=== WHAT YOU NEED TO DO ===
Copy the listing from the line containing "white shirt in this photo on that basis." through the end of the listing, requests included, offsetting every keypoint coordinate by 11. Leave the pictures out.

(Lines of data)
— START —

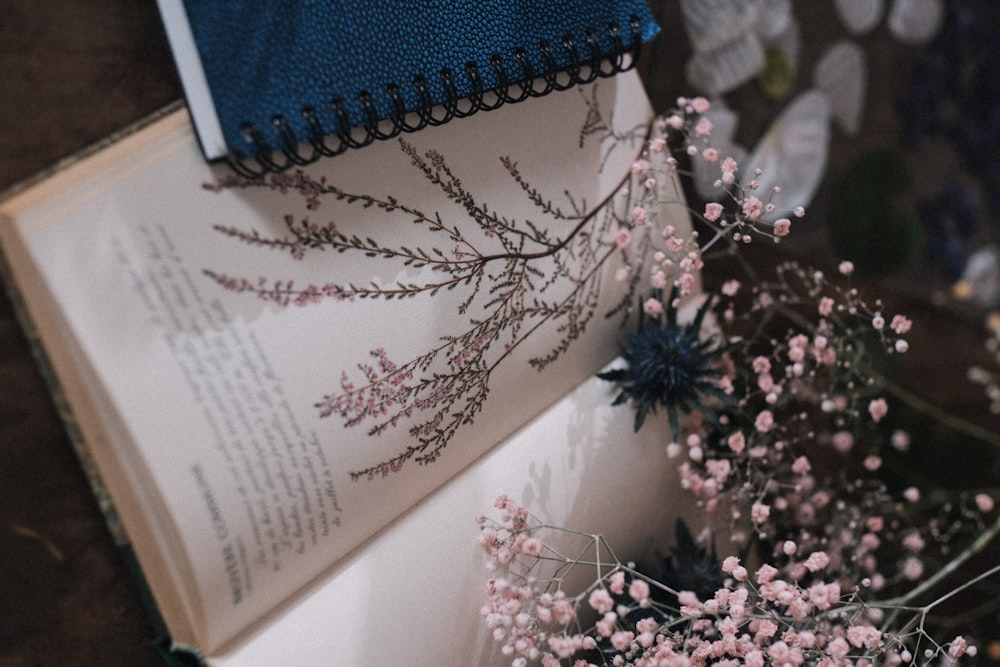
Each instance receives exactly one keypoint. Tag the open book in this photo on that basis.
(300, 390)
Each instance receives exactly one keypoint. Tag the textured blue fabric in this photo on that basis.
(265, 58)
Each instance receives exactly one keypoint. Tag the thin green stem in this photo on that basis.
(944, 417)
(980, 543)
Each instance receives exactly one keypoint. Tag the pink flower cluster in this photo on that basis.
(764, 619)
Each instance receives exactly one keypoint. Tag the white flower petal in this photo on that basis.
(792, 154)
(711, 24)
(842, 74)
(728, 66)
(860, 16)
(916, 21)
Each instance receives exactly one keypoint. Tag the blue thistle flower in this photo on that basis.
(670, 365)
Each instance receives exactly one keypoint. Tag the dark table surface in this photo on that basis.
(72, 72)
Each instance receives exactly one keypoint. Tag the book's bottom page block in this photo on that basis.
(412, 595)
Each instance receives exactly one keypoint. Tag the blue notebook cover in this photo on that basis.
(292, 81)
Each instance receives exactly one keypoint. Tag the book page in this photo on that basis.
(295, 362)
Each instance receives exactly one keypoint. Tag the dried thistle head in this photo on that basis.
(670, 365)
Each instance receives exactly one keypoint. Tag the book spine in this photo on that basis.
(286, 148)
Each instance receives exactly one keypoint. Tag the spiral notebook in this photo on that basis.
(278, 83)
(299, 388)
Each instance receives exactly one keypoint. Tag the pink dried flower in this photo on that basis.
(817, 561)
(878, 409)
(900, 324)
(713, 211)
(764, 421)
(984, 503)
(623, 238)
(700, 105)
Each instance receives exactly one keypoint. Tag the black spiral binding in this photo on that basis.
(291, 151)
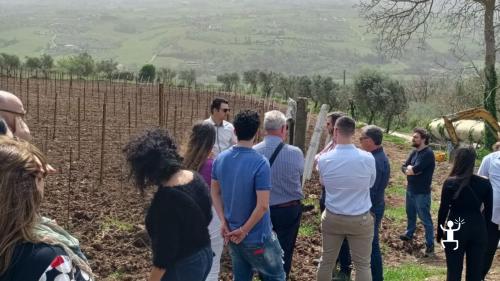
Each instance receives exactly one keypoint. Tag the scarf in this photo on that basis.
(51, 233)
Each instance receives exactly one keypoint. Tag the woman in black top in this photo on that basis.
(180, 211)
(32, 247)
(461, 225)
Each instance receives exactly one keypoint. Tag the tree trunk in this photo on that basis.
(372, 116)
(490, 74)
(388, 124)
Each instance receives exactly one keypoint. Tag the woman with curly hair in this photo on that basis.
(462, 227)
(180, 211)
(32, 247)
(199, 157)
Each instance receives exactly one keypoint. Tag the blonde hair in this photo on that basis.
(19, 197)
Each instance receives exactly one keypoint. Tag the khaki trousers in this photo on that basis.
(358, 230)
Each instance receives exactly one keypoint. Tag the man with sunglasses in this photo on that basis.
(225, 137)
(12, 111)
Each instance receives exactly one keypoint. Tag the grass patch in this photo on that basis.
(117, 275)
(307, 230)
(413, 272)
(395, 140)
(396, 190)
(310, 201)
(395, 213)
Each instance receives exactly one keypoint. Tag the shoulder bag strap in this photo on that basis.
(275, 153)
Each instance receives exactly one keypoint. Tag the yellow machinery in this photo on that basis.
(471, 114)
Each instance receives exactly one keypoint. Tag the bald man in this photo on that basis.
(12, 111)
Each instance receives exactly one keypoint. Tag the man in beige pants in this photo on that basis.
(347, 173)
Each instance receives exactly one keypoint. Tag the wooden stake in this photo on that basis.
(79, 129)
(68, 199)
(103, 138)
(55, 117)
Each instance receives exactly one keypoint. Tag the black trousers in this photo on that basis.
(286, 223)
(471, 244)
(491, 247)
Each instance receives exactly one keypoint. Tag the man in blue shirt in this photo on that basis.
(287, 167)
(419, 168)
(371, 141)
(241, 184)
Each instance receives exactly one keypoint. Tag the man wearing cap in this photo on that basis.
(224, 137)
(12, 111)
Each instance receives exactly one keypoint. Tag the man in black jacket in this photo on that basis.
(419, 168)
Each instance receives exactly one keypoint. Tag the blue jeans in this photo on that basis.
(376, 257)
(286, 223)
(265, 258)
(192, 268)
(419, 204)
(376, 261)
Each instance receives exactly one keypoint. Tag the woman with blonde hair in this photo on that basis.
(199, 158)
(32, 247)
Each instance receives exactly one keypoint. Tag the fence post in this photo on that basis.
(314, 143)
(301, 124)
(160, 104)
(103, 138)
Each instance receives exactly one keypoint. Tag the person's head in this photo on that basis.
(246, 124)
(219, 109)
(420, 138)
(496, 146)
(12, 111)
(152, 158)
(4, 129)
(201, 142)
(371, 137)
(22, 172)
(331, 118)
(344, 129)
(275, 123)
(463, 163)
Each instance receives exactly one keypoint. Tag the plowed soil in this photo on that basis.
(107, 215)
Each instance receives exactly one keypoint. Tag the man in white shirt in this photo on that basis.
(225, 137)
(12, 111)
(490, 168)
(347, 173)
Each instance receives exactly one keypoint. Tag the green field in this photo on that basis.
(294, 37)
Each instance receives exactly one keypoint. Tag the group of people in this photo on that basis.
(224, 190)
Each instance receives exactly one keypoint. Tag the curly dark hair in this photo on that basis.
(3, 127)
(152, 158)
(246, 123)
(201, 142)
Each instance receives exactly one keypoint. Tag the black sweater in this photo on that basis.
(467, 206)
(177, 222)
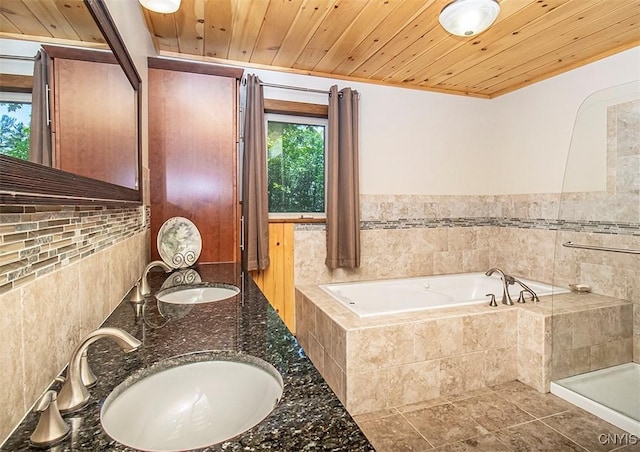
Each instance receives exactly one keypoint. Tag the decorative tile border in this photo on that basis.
(35, 240)
(598, 227)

— END —

=== TASK RESPONSE ===
Each instance receives exactly one keypoint. Tag the man in white shirt in this photo on that basis.
(236, 148)
(23, 122)
(501, 179)
(358, 184)
Each instance receives exactly one keypoint. Tag the green field in this photo on that basis.
(305, 48)
Each instance receives exactly one keypoint. Tag the group of people in this photo on that basis.
(235, 201)
Each instance receives exactly one keypoint. Tag the curly dark hair in this photo on that basis.
(14, 138)
(163, 169)
(257, 134)
(212, 153)
Each instance receives exactly one keypoint. Tag the black sweater in this photo on that basis.
(478, 217)
(188, 233)
Each instance receives exactly one keypoint. Tag the decorative tile border in this photo on that basis.
(46, 251)
(609, 238)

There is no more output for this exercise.